[PASSAGE — start]
Two pilots have died in a runway accident that shut New York's LaGuardia Airport and President Donald Trump deployed armed immigration agents to major US airports as passengers endured hours-long lines in a system strained by personnel shortages.
The crash between an Air Canada Express jet and a fire truck at LaGuardia injured dozens of passengers and led to hundreds of flight cancellations.
The crashed jet remained visible at the airport on Monday, its crushed cockpit pointing skyward.
The two young pilots who died in the incident had just started their careers, said Bryan Bedford, head of the Federal Aviation Administration. "It's an absolute tragedy," he said at a news conference.
On Monday, US Immigration and Customs Enforcement agents with bulletproof vests and pistols were taken off the streets and redeployed in airports in Atlanta, New York and New Jersey, according to Reuters witnesses.
Trump said they were being sent to airports to help TSA agents reduce security screening lines, over the objections of the TSA workers' labour union, who said ICE agents had not undergone the months of airport security training needed.
White House immigration czar Tom Homan said agents had been deployed to 14 airports, in cities including New York, Chicago, Atlanta and Houston.
Authorities said the agents would provide crowd control, but Trump said they could also make arrests - raising concerns that the chaotic raids that have played out on the streets of Minneapolis, Chicago and elsewhere might come to the nation's airports as well.
"They're able to now arrest illegals as they come into the country. That's very fertile territory," Trump told reporters. "But that's not why they're there. They're really there to help."
[PASSAGE — finish]
**TASK GOAL**
Return the part of the airport article from "The crashed jet" up to and including "to Reuters witnesses.", copied word for word. Work from the article itself and nothing else.
[SUPPLIED INFORMATION — start]
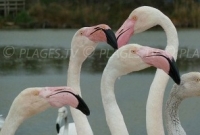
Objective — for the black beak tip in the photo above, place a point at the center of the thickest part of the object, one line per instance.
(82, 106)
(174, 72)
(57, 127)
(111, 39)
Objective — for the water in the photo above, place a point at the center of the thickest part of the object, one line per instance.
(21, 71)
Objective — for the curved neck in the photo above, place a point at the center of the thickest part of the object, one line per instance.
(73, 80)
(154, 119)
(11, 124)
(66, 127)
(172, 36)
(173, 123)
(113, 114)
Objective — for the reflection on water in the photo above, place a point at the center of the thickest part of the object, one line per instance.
[SUPPLIED INFORMATION — finish]
[SUPPLIED INFORMATION — start]
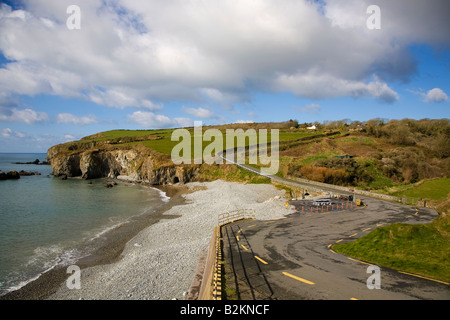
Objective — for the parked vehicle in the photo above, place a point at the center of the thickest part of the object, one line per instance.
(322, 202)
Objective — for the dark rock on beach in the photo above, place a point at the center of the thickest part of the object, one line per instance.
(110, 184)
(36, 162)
[SUPPLIED INFORMATION — finish]
[SUPPLIED INFORMATION — start]
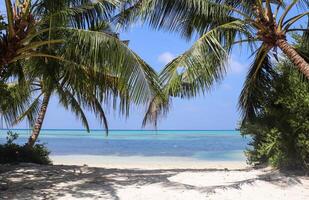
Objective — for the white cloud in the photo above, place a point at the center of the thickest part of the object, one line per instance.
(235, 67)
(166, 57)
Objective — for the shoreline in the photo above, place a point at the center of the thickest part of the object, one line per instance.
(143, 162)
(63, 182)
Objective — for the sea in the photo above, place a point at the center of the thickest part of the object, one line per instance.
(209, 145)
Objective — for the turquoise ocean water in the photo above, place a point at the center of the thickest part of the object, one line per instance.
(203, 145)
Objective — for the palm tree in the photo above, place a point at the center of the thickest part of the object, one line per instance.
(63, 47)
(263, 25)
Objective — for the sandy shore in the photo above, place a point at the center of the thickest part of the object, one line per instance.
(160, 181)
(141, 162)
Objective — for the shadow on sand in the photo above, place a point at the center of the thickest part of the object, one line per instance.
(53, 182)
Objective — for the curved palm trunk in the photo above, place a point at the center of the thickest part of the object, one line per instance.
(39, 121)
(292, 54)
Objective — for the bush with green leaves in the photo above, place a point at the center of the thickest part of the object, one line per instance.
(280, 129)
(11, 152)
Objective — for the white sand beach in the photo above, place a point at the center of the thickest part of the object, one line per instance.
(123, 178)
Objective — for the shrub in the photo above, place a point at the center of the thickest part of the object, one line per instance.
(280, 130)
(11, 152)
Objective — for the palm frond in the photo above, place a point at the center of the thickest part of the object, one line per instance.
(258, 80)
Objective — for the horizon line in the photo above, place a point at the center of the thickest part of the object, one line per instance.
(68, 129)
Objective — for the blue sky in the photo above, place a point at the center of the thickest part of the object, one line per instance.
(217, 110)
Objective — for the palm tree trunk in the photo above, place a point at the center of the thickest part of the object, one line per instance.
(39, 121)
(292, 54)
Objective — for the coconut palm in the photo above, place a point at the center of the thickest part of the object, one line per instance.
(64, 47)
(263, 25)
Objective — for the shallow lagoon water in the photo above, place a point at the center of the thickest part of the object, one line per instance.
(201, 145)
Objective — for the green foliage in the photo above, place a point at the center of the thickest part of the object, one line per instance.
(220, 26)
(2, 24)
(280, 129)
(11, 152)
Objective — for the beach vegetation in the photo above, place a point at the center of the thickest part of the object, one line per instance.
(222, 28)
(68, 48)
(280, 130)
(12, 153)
[SUPPLIED INFORMATION — finish]
**COMPLETED EXERCISE**
The crashed jet remained visible at the airport on Monday, its crushed cockpit pointing skyward.
The two young pilots who died in the incident had just started their careers, said Bryan Bedford, head of the Federal Aviation Administration. "It's an absolute tragedy," he said at a news conference.
On Monday, US Immigration and Customs Enforcement agents with bulletproof vests and pistols were taken off the streets and redeployed in airports in Atlanta, New York and New Jersey, according to Reuters witnesses.